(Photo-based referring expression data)

*** Begin section ***

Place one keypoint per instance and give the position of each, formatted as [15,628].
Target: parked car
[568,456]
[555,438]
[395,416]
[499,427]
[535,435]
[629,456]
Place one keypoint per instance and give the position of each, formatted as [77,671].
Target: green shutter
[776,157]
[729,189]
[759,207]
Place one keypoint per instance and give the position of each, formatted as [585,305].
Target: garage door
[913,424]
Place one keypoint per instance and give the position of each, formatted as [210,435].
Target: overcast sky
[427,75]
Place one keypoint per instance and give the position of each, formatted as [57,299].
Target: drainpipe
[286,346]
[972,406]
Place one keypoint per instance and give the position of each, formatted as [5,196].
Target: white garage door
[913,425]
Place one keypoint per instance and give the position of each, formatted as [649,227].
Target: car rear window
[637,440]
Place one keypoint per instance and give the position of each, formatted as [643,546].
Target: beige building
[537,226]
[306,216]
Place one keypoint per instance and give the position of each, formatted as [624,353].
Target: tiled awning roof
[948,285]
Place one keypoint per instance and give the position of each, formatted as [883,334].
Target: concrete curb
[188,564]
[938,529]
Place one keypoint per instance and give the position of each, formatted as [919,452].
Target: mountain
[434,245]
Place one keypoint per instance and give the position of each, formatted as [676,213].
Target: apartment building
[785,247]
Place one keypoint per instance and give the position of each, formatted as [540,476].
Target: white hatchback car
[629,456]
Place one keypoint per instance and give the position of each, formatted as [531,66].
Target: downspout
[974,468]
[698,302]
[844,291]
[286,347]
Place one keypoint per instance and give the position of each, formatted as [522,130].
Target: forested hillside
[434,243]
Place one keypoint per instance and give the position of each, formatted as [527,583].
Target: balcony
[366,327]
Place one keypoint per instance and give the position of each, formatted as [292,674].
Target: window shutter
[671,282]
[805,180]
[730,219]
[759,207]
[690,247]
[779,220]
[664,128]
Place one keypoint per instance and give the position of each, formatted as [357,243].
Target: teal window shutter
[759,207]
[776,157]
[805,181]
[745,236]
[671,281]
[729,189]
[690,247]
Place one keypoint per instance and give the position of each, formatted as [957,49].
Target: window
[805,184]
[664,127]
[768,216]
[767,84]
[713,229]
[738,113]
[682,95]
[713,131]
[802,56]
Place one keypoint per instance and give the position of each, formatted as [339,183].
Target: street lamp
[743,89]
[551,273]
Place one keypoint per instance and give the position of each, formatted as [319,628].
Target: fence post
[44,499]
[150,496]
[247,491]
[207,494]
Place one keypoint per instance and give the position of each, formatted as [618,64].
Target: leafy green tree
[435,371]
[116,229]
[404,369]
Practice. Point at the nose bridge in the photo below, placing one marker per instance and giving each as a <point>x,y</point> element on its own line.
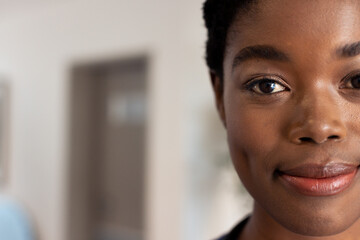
<point>317,117</point>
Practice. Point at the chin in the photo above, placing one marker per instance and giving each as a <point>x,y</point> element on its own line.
<point>318,226</point>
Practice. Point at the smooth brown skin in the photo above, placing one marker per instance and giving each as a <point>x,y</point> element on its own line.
<point>266,132</point>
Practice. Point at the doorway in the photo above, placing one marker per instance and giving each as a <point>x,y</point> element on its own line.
<point>107,159</point>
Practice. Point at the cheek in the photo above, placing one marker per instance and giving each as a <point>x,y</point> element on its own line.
<point>254,136</point>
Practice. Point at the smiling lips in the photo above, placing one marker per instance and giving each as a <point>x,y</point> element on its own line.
<point>315,180</point>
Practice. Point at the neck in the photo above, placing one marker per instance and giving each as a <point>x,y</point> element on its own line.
<point>261,226</point>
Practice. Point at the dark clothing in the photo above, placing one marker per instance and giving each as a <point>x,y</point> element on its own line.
<point>235,232</point>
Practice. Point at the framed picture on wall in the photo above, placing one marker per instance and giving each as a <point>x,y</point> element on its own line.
<point>4,129</point>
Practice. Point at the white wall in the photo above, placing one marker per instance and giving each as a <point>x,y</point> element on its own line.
<point>40,42</point>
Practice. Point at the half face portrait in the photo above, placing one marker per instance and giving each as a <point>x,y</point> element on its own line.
<point>286,79</point>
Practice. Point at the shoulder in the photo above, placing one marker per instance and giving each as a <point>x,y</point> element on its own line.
<point>235,232</point>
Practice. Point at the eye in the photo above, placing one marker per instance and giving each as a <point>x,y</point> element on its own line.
<point>353,82</point>
<point>267,86</point>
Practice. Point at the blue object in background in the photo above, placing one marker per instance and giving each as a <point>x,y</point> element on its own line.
<point>14,222</point>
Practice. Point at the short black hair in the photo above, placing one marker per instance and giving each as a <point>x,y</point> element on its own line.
<point>218,16</point>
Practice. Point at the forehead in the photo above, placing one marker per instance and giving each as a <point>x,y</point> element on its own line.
<point>309,31</point>
<point>291,22</point>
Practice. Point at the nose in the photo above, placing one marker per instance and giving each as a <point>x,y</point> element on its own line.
<point>317,120</point>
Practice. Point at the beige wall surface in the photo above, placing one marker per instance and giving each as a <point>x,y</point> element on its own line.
<point>40,42</point>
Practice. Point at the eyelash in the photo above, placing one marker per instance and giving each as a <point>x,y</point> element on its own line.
<point>251,85</point>
<point>347,79</point>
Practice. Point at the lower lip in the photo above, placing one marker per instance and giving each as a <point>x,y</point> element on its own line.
<point>320,186</point>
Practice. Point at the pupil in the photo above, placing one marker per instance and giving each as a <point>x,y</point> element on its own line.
<point>356,82</point>
<point>268,87</point>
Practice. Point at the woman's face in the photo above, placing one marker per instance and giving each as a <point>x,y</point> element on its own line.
<point>291,107</point>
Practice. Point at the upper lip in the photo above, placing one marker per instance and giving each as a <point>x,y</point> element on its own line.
<point>320,171</point>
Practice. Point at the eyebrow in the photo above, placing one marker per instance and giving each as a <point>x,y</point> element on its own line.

*** End section ***

Work task – Include both ends. Return the line holding "Practice. Point at the woman's" and all lines after it in the records above, exactly as written.

Response for this exercise –
Practice. Point at the woman's face in the photo above, placing one marker per instance and giving each as a <point>x,y</point> element on its own line.
<point>291,107</point>
Practice. Point at the upper lip in the photo above, placing one marker per instance and giving each as a <point>x,y</point> element on its own line.
<point>320,171</point>
Practice. Point at the eyebrow in the photo above, placing one marker per instance and giving each as a <point>x,y</point> element on its own line.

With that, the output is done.